**GIVEN EXERCISE**
Make an exact copy of all the records.

··· SUPPLIED RECORDS

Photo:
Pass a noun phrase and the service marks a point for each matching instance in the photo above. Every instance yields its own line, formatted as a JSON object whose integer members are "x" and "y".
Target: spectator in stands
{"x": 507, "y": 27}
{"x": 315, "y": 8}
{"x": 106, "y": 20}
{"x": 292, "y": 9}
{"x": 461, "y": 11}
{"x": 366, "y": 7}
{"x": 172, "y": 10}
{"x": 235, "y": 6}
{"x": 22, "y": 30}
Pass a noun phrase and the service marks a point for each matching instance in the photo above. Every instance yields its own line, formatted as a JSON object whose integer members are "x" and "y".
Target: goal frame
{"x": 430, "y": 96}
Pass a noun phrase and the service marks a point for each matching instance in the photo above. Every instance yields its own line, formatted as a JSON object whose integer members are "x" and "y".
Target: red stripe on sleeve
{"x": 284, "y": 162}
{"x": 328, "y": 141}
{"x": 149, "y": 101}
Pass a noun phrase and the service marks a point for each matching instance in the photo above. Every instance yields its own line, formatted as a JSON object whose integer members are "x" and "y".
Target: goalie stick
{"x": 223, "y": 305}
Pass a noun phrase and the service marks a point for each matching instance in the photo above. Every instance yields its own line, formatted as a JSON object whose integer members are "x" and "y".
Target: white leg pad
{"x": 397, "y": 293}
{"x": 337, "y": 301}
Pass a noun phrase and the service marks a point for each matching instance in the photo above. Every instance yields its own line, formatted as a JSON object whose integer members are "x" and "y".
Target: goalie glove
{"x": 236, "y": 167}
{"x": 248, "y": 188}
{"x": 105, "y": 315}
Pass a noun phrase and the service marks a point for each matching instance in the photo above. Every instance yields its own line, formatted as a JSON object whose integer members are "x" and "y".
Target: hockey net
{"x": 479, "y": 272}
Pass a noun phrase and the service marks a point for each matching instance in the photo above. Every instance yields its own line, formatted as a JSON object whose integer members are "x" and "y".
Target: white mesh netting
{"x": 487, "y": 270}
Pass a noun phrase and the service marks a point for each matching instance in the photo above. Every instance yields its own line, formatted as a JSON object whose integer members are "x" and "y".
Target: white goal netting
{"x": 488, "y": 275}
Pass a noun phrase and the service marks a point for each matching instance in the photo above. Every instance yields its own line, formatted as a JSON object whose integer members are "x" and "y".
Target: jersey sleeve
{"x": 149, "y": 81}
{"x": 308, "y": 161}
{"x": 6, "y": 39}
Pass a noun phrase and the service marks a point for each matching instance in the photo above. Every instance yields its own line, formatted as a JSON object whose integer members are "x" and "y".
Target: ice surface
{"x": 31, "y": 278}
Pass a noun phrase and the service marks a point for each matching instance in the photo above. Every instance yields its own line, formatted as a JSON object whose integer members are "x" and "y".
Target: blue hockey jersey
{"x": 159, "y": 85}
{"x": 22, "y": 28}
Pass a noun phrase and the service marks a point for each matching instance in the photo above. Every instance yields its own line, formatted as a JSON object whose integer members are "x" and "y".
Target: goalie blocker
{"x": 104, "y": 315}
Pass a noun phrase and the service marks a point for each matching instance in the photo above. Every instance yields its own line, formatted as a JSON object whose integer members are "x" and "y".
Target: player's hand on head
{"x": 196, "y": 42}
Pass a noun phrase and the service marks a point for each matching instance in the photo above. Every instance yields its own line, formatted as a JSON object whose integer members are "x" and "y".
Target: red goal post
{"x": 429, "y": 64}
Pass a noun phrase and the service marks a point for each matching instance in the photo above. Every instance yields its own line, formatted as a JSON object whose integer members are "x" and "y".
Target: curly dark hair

······

**FULL RESPONSE**
Photo:
Pass a noun phrase and the service marks a point for each matching instance in the photo above. Every instance yields its own line, formatted as a JSON object whose integer members are "x" and "y".
Target: spectator in stands
{"x": 507, "y": 27}
{"x": 315, "y": 8}
{"x": 106, "y": 20}
{"x": 292, "y": 9}
{"x": 461, "y": 11}
{"x": 366, "y": 7}
{"x": 172, "y": 10}
{"x": 235, "y": 6}
{"x": 22, "y": 30}
Pass a noun phrase and the service marks a point for each matching instance in the photo above. Every instance yields its own line, formatted as a JSON object whose integer members are "x" and "y".
Target: goal frame
{"x": 430, "y": 96}
Pass a noun phrase and the service marks a point for each matching instance in the photo above. Every instance yields its own line, formatted as a JSON object whose integer members are "x" and "y".
Target: red stripe on sleeve
{"x": 284, "y": 162}
{"x": 328, "y": 141}
{"x": 149, "y": 101}
Pass a noun phrase and the service marks a point for each matching instance in the photo above. Every instance yields its own line, formatted as a JSON object whose integer members are "x" and "y".
Target: goalie stick
{"x": 223, "y": 305}
Pass a noun phrase and the service marks a point for each matching instance in the photo above. Every instance yields its own line, formatted as a JSON object whose integer members are "x" and "y".
Target: white leg pad
{"x": 397, "y": 293}
{"x": 337, "y": 301}
Pass a noun phrase and the service marks a point for each matching instance in the photo above. Every instance yields its own line, formatted as a JSON object whose integer members are "x" and "y".
Target: goalie glove
{"x": 236, "y": 167}
{"x": 248, "y": 188}
{"x": 105, "y": 315}
Pass a noun phrase and the service marks a point for each matching instance in the photo above. Every instance yields its own line, formatted as a JSON object whose integer members are "x" and "y".
Target: hockey net
{"x": 479, "y": 272}
Pass a noun phrase and the service marks a point for each matching instance in the photo above. Every instance yields its own line, formatted as a JSON object whose integer members are "x" and "y".
Target: white mesh netting
{"x": 487, "y": 270}
Pass a noun phrase and the service marks a point for each matching instance in the photo above. Every instance yields its own line, formatted as a JSON object whose integer members are "x" and "y".
Target: white goal netting
{"x": 488, "y": 275}
Pass a noun phrase and the service marks a point for each matching instance in the photo above. Every instance yields its own line, formatted as a JSON object whose integer members are "x" and "y".
Target: jersey sleeve
{"x": 149, "y": 81}
{"x": 308, "y": 161}
{"x": 6, "y": 39}
Pass a noun phrase and the service marks a point for each matching instance in the photo above. Every instance yields its own line, formatted as a JSON object whose integer members are "x" and "y".
Target: ice surface
{"x": 31, "y": 278}
Pass a noun phrase and the service marks a point for each matching instance in the photo above. Every instance yields its own line, formatted as a JSON object whose integer members are "x" and "y".
Target: blue hockey jersey
{"x": 159, "y": 85}
{"x": 22, "y": 28}
Pass a noun phrase and the service marks a point for each matching instance in the photo above. Every instance yields its own line, formatted as a JSON object whose integer members are "x" and "y".
Target: goalie blocker
{"x": 104, "y": 315}
Pass a noun phrase and the service marks a point for each matching instance in the photo above. Every instance yields its own line, formatted as a JSON object whose integer members are "x" and "y".
Target: player's hand on head
{"x": 196, "y": 42}
Pass a noun phrase and the service marks a point for each matching instance in the photo above. Every instance yields its own line, formatted as a JSON object whose integer members are "x" and "y".
Target: red goal post
{"x": 429, "y": 64}
Pass a noun phrase and the service marks a point for each matching instance in the photo above. Every instance yields its own line, formatted as a JSON object whose integer members are "x" and "y".
Target: curly dark hair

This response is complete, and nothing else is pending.